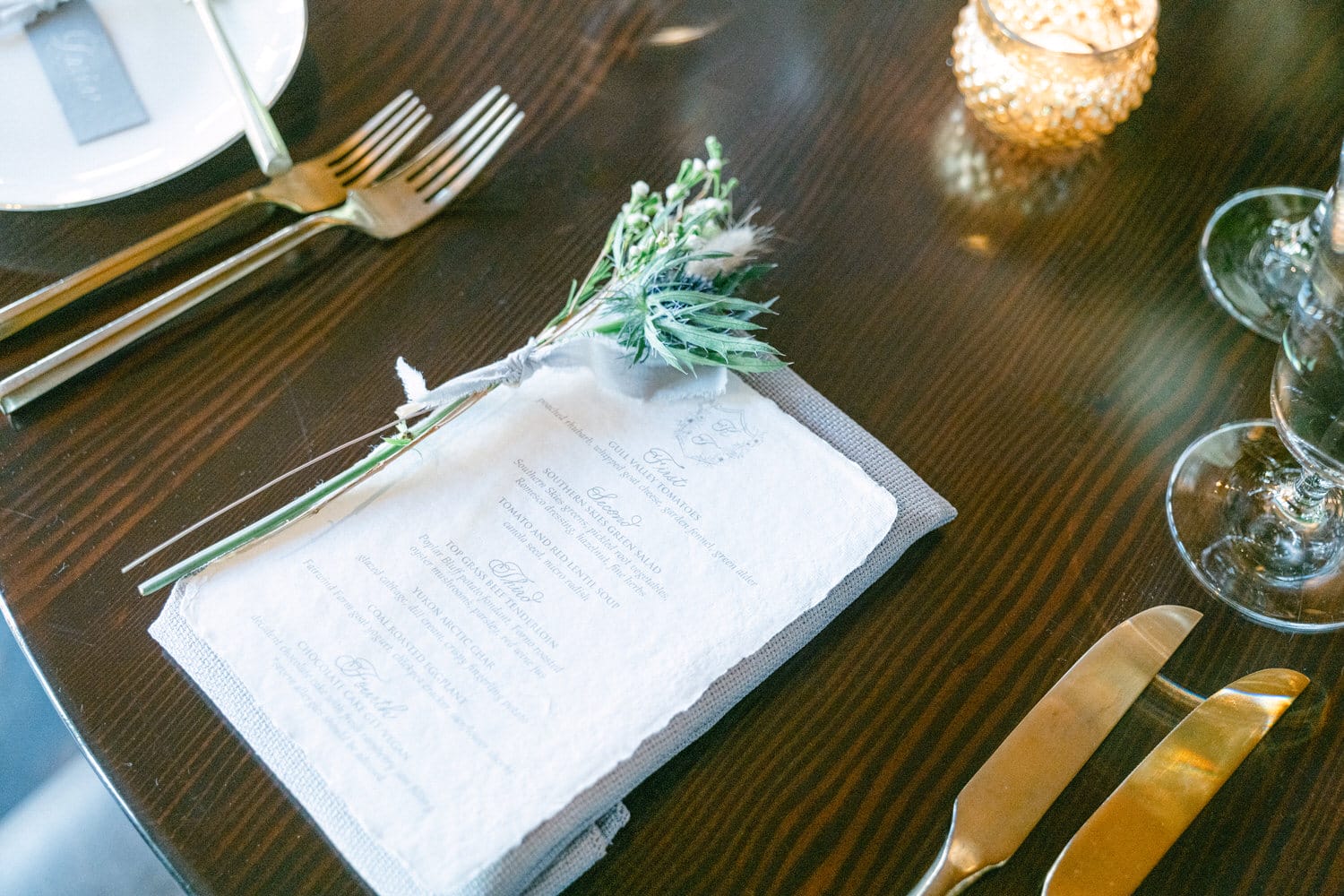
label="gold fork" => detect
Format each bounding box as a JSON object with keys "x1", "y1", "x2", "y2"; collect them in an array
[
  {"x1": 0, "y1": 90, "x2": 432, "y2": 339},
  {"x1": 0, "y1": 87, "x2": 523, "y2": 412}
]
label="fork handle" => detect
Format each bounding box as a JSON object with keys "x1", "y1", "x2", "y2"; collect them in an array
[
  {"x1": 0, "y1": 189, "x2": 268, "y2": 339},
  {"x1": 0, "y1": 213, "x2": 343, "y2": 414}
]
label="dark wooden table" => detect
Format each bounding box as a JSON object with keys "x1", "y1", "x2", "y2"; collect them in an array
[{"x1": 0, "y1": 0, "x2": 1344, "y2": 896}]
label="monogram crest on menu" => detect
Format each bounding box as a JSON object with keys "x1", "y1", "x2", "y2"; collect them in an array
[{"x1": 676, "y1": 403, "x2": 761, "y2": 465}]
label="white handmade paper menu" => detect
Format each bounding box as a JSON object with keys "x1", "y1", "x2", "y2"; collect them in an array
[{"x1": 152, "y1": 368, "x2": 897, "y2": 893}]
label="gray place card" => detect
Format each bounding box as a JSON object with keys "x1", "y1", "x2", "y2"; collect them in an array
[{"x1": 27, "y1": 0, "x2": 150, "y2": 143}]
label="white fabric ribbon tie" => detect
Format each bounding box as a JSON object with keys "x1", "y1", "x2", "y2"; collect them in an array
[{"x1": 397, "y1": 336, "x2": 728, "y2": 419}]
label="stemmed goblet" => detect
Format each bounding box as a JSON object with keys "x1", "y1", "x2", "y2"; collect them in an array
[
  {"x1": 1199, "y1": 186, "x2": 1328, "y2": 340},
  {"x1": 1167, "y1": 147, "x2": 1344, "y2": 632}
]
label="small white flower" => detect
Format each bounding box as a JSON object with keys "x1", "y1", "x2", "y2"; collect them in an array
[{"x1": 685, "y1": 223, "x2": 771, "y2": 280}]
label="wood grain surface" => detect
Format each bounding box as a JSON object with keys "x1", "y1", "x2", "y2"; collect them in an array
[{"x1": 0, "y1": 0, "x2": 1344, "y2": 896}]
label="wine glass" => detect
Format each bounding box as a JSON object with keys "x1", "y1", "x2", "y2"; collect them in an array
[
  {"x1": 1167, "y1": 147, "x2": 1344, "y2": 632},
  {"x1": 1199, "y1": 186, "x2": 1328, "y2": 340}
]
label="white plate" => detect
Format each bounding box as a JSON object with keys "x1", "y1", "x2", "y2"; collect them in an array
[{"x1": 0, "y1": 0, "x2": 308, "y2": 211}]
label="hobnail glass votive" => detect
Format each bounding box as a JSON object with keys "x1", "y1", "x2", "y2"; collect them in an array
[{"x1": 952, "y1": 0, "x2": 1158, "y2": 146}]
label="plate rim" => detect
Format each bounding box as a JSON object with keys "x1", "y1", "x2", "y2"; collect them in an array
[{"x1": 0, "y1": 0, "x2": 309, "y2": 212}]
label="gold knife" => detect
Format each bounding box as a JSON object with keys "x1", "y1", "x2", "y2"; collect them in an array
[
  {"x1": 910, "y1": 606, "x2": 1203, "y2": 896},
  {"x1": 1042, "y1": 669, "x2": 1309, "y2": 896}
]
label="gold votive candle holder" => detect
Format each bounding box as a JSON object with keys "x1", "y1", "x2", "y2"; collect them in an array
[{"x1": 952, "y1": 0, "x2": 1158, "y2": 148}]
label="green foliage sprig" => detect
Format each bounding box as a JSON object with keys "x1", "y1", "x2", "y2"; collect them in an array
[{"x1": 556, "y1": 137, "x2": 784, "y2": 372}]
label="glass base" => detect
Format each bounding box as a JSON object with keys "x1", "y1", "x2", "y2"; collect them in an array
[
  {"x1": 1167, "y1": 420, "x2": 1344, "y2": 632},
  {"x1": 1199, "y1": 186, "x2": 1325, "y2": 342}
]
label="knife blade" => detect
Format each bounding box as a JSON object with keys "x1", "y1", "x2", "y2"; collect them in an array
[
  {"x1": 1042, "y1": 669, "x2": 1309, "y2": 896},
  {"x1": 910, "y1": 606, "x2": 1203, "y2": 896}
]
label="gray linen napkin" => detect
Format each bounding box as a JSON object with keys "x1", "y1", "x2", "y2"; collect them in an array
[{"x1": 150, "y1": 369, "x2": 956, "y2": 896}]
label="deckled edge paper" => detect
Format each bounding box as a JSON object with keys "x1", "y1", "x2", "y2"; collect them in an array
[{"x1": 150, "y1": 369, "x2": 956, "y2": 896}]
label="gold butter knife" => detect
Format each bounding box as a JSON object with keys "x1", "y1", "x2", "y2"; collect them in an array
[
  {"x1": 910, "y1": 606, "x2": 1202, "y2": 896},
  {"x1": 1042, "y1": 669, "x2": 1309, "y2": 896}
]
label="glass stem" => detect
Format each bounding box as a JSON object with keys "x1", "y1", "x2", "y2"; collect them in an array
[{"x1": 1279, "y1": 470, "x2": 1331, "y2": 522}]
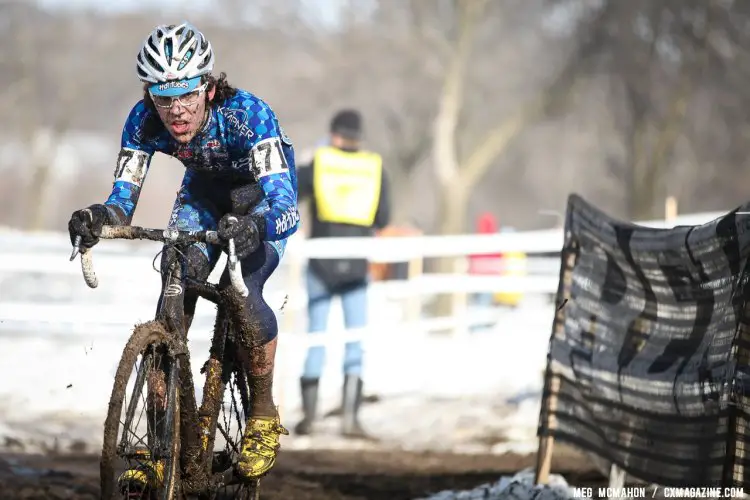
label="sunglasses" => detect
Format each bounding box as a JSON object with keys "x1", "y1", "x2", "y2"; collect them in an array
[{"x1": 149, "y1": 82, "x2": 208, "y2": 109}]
————
_What is required_
Identify every line in the entries above that contains the word "plate", and copy each one.

_Completed exercise_
label="white plate" => detect
label="plate rim" => detect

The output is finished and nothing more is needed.